##### DATA SUPPLIED

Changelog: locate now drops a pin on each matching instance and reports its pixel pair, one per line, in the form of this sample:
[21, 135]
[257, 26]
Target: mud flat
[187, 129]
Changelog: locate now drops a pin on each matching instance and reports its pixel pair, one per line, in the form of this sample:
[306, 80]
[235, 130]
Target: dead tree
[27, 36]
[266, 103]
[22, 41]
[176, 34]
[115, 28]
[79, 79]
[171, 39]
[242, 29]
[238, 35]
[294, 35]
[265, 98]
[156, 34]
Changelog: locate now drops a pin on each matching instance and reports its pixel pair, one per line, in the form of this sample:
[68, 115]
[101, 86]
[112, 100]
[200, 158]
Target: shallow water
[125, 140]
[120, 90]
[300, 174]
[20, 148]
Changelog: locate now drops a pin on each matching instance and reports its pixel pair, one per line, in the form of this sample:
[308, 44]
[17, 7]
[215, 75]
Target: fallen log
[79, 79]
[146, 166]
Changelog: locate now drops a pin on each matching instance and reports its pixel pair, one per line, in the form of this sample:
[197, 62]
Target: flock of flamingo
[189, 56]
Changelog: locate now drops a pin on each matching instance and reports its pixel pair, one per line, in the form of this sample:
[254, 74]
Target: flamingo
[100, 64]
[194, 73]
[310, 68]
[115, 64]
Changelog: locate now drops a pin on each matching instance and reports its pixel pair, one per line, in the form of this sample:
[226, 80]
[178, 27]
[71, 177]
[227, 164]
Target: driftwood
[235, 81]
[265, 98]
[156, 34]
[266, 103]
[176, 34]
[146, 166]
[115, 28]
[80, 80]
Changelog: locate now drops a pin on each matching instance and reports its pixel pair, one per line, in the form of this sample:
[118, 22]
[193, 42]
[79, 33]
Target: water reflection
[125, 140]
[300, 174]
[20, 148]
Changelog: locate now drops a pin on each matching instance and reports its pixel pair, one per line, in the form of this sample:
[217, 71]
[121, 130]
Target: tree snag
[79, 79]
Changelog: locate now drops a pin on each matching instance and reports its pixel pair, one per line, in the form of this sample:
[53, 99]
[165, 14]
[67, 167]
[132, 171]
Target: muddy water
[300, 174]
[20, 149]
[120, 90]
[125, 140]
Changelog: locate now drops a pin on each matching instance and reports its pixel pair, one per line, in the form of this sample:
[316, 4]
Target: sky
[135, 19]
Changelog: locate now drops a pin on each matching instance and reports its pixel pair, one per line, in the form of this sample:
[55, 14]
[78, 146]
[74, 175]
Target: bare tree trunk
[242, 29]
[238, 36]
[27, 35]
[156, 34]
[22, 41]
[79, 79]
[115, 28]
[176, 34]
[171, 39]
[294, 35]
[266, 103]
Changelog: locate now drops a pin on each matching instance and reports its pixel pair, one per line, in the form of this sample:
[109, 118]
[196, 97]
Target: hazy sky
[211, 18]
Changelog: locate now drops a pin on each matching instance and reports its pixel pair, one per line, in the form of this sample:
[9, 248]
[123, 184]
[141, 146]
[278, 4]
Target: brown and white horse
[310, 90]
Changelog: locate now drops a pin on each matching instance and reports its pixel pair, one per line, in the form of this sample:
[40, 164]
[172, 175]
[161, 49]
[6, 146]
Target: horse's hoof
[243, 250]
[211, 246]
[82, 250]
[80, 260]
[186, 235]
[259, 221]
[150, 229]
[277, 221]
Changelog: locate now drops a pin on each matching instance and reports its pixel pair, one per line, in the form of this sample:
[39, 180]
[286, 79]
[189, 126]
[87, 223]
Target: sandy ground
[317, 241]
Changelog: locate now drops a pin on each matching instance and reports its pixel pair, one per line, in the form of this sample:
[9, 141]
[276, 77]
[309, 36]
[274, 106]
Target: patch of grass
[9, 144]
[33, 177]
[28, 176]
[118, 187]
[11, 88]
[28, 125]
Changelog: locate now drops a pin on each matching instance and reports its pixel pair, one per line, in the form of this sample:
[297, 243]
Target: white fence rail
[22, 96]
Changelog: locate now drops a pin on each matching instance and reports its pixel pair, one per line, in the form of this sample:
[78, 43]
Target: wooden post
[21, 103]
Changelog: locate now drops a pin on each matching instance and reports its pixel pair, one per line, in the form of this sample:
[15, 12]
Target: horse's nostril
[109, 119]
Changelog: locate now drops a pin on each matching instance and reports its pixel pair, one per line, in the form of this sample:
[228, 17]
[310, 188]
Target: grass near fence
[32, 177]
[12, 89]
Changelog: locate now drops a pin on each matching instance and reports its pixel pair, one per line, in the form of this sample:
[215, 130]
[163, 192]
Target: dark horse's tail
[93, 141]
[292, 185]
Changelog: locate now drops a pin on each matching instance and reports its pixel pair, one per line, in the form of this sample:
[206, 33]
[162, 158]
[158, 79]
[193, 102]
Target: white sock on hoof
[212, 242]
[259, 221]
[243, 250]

##########

__ASSIGNMENT__.
From the records above, extract each line exactly as shown.

__RESULT__.
Changelog: locate now drops a pin on each matching instance and reports its pixel pair, one per line, in the form of this sample:
[21, 135]
[257, 26]
Target: mud flat
[187, 129]
Changelog: locate now drops a pin on each matching instance and reports its pixel pair, one per line, in the form of this sample:
[306, 80]
[235, 130]
Target: dead tree
[27, 36]
[266, 103]
[22, 41]
[176, 34]
[115, 28]
[79, 79]
[171, 39]
[242, 29]
[238, 35]
[294, 35]
[265, 98]
[156, 34]
Changelog: locate now drops a pin on each matching instance and reports its pixel pair, one per line, in the form of this sample:
[68, 115]
[101, 86]
[112, 100]
[200, 158]
Target: shallow water
[125, 140]
[120, 90]
[300, 174]
[20, 148]
Changelog: locate now drops a pin on each matching instance and reports its pixel pair, one per line, in the form of this sample:
[308, 44]
[17, 7]
[215, 75]
Target: fallen log
[79, 79]
[146, 166]
Changelog: locate now drops a pin on each matching instance and reports its pixel pair, one per line, in the form of this sample:
[197, 62]
Target: flock of flamingo
[189, 56]
Changelog: locate now drops a pin on each matching instance and reports its pixel pair, one per line, in the form of this sample:
[254, 74]
Target: flamingo
[100, 64]
[194, 73]
[310, 68]
[115, 64]
Changelog: locate now drops a pin on each matching instance and reports its pixel pair, one per line, in the form of this sample:
[226, 80]
[178, 27]
[71, 177]
[227, 164]
Target: driftwood
[235, 81]
[265, 98]
[156, 34]
[266, 103]
[176, 34]
[146, 166]
[115, 28]
[80, 80]
Changelog: locate now drops a pin on each matching instance and reports its pixel pair, one per line, in the form of this sample:
[118, 22]
[193, 42]
[79, 33]
Target: water reflection
[125, 140]
[300, 174]
[20, 148]
Changelog: locate now drops a pin on each matching instance and reports its pixel pair, one per line, in the form of this sample:
[217, 71]
[121, 130]
Target: tree snag
[79, 79]
Changelog: locate now drops a pin on each matching instance and reports its pixel pair, one per line, in the form of this sample:
[53, 99]
[165, 14]
[67, 167]
[132, 171]
Target: muddy water
[300, 174]
[20, 149]
[120, 90]
[125, 140]
Changelog: locate now drops a pin on each matching instance and reports its pixel pair, one per line, in the form of this sample:
[316, 4]
Target: sky
[135, 19]
Changelog: locate now drops a pin on each matching instance and reports its pixel pair, one per line, in the form of this sample:
[55, 14]
[78, 146]
[74, 175]
Target: bare tree trunk
[242, 29]
[238, 36]
[27, 35]
[156, 34]
[22, 41]
[79, 79]
[115, 28]
[176, 34]
[171, 39]
[294, 35]
[266, 103]
Changelog: locate now drops a pin on each matching instance and reports its pixel pair, one per line, in the form of this sample:
[109, 118]
[196, 97]
Target: hazy sky
[211, 18]
Changelog: locate now drops a pin on each matching instance and reports its pixel pair, one per line, in the form of this sample:
[9, 248]
[123, 184]
[141, 146]
[278, 4]
Target: brown and white horse
[310, 90]
Changelog: locate now drops a pin on each matching instance and reports its pixel pair, one per line, in the form of this sample:
[40, 164]
[172, 175]
[161, 49]
[6, 146]
Target: horse's hoof
[243, 250]
[211, 246]
[82, 250]
[80, 260]
[186, 235]
[259, 221]
[150, 229]
[277, 221]
Changelog: locate now drops a pin on each matching instance and reports its pixel pair, one per line, in the form of this sample:
[39, 180]
[286, 79]
[189, 126]
[87, 223]
Target: sandy ground
[317, 241]
Changelog: locate now drops a pin on each matching instance and reports its pixel pair, one per line, in the form of this sample:
[9, 141]
[276, 77]
[309, 36]
[274, 106]
Target: patch of grass
[9, 144]
[33, 177]
[28, 176]
[118, 187]
[11, 88]
[28, 125]
Changelog: locate now drops a pin on each matching instance and reports its pixel pair, one per line, in the form of this sample:
[297, 243]
Target: white fence rail
[22, 96]
Changelog: locate now drops a pin on each matching instance and reports its pixel pair, one per line, in the form of this sample:
[78, 43]
Target: wooden post
[21, 103]
Changelog: locate now drops a pin on each matching instance and reports its pixel pair, one per line, in the form of this sample:
[15, 12]
Target: horse's nostril
[109, 119]
Changelog: locate now drops a pin on each matching instance and reports its pixel pair, one per line, in the form of this sample:
[228, 17]
[310, 188]
Target: grass near fence
[32, 177]
[12, 89]
Changelog: locate now drops a pin on each matching instance and reports its pixel pair, one per line, in the form of this sample:
[215, 130]
[163, 192]
Target: dark horse's tail
[93, 141]
[292, 185]
Changelog: locate now drops a pin on each matching instance and reports its pixel pair, one per line, in the form of this sample:
[206, 33]
[162, 158]
[158, 79]
[193, 102]
Target: white sock on hoof
[212, 242]
[259, 221]
[243, 250]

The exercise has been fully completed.